## Data section
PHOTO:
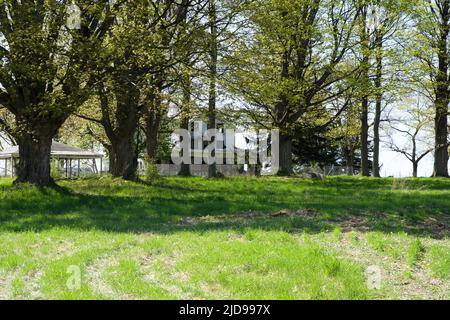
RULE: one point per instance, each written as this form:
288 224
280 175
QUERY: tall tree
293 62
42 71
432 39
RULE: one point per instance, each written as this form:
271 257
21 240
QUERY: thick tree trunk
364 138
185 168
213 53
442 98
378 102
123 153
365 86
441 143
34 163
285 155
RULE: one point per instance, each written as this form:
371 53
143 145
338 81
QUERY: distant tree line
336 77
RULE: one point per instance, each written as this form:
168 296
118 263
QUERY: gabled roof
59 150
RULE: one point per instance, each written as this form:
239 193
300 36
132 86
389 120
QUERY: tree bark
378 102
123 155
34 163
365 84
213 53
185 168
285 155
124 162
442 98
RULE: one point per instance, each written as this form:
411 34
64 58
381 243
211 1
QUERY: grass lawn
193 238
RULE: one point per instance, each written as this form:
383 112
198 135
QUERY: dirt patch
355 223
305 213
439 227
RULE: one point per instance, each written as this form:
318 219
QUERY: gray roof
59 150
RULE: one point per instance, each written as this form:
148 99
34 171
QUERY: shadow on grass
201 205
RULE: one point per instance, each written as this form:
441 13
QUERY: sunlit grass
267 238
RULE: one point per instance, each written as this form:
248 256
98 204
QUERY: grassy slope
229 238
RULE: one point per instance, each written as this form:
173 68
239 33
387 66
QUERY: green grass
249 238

* * *

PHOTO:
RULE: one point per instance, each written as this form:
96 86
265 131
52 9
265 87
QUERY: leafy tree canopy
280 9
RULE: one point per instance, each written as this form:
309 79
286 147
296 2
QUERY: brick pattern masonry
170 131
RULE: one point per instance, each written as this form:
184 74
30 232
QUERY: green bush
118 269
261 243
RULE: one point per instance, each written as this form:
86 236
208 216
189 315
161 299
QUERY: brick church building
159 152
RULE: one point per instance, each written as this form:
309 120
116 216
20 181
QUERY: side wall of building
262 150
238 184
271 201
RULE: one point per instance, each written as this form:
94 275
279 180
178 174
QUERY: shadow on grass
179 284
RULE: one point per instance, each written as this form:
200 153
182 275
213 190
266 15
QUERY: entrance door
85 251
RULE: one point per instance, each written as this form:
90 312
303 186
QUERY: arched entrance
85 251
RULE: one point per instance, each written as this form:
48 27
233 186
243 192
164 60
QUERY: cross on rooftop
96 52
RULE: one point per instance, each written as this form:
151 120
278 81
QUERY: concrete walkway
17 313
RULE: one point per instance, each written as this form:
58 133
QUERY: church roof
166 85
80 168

...

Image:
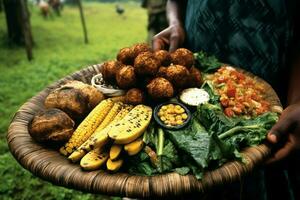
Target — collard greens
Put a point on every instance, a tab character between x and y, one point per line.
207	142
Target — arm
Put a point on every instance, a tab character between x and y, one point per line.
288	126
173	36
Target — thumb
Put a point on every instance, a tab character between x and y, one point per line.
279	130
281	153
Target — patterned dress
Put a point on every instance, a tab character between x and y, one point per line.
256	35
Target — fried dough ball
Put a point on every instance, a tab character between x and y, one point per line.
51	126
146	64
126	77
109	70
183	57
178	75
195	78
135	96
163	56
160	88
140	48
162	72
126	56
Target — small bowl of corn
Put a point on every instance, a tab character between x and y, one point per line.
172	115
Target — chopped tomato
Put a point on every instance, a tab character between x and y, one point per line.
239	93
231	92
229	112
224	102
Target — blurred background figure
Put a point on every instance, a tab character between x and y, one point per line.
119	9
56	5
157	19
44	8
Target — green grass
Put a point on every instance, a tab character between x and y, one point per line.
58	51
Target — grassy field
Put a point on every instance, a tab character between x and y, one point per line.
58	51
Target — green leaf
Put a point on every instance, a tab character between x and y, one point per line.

## What you should do
Gather every line of the material that contains the word "brick" and copy each one in full, in the order it appears.

## Output for this exercise
QUERY: brick pattern masonry
QUERY: brick church building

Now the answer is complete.